Lesetext:
+---+
„Horror repräsentiert immer den Entwurf einer Gesellschaft in Unordnung.“

schauraum comic+cartoon präsentiert Ausstellung zu 70 Jahren Grusel und Schrecken

links: Superman, Nr. 44, Februar 1980, Cover: José Luis Garcia-Lopez / Mitte: Vault of Horror, Nr. 35, 1954, Cover: Johnny Craig / rechts: The Tomb of Dracula, Nr. 1, April 1972, Cover: Neal Adams
links: Superman, Nr. 344, Februar 1980, Cover: José Luis Garcia-Lopez / Mitte: Vault of Horror, Nr. 35, 1954, Cover: Johnny Craig / rechts: The Tomb of Dracula, Nr. 1, April 1972, Cover: Neal Adams Fotos: links DC Comics / Mitte William M. Gaines Agent, Inc. / rechts Marvel Comics

Die Ausstellung „Horror im Comic“, kuratiert von Dr. Alexander Braun, präsentiert bis zum 14. August 2022 anhand von Originalzeichnungen 70 Jahre Comic-Horror: von Dracula und Frankenstein über Geister und Dämonen bis zur Zombie-Invasion der Walking Dead-Reihe und japanischem Manga-Gore. Herausragende Originale aus dem EC-Verlag der 1950er-Jahre treffen auf Meisterwerke von Bernie Wrightson, Richard Corben, Mike Mignola, Hideshi Hino, Shintaro Kago und vielen anderen.

Der „Comics Code“: Eine Branche übt Selbst-Zensur

Kurator Dr. Alexander Braun. Foto: Katrin Pinetzki für die Stadt Dortmund

Horror-Comics gibt es seit den frühen 1950er-Jahren. Sofort wurden sie von den konservativen Kräften der amerikanischen Gesellschaft während der McCarthy-Jahre angefeindet:

Eltern, Lehrer, Kirchen, konservative Politiker wünschten solche Lektüre für die amerikanische Jugend nicht, und der deutschsprachige Psychiater Dr. Fredric Wertham bestätigte: „Wenn Kinder das lesen, werden sie kriminell“.

Im Zentrum der jahrelangen Auseinandersetzungen stand der EC-Verlag, Marktführer und Primus in Sachen Qualität. Kein anderer Verlag hatte so brillante Autoren und Zeichner zu bieten, niemand sonst setzte sich – neben den Unterhaltungsaspekten von Spannung und Grusel – so vehement für die Werte der Verfassung ein: gegen Rassismus, Antisemitismus, Bigotterie und Militarismus.

Es half alles nichts. Von einem Untersuchungsausschuss des Senats in die Enge getrieben, verabschiedete die Comic-Industrie 1954 einen Selbstzensur-Code, der quasi alle „erwachsenen“ Themen bannte: nicht nur Horror und Crime, sondern auch jegliche politischen, religiösen oder gesellschaftskritischen Themen.
+---+
Aufgeführte Daten:

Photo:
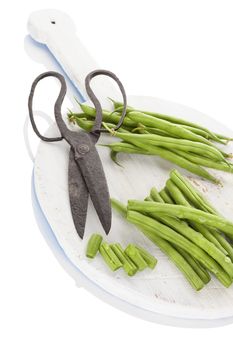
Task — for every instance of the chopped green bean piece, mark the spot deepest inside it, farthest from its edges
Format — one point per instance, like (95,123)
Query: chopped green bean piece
(149,259)
(136,257)
(93,245)
(128,265)
(109,256)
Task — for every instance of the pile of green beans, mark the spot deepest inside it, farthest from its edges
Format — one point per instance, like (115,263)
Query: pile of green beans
(186,144)
(187,228)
+---+
Schriftliche Aufgabe: In welchem Jahr verabschiedete die Comic-Industrie laut dem Lesetext ihren Selbstzensur-Code?

Lösung: Im Jahr 1954.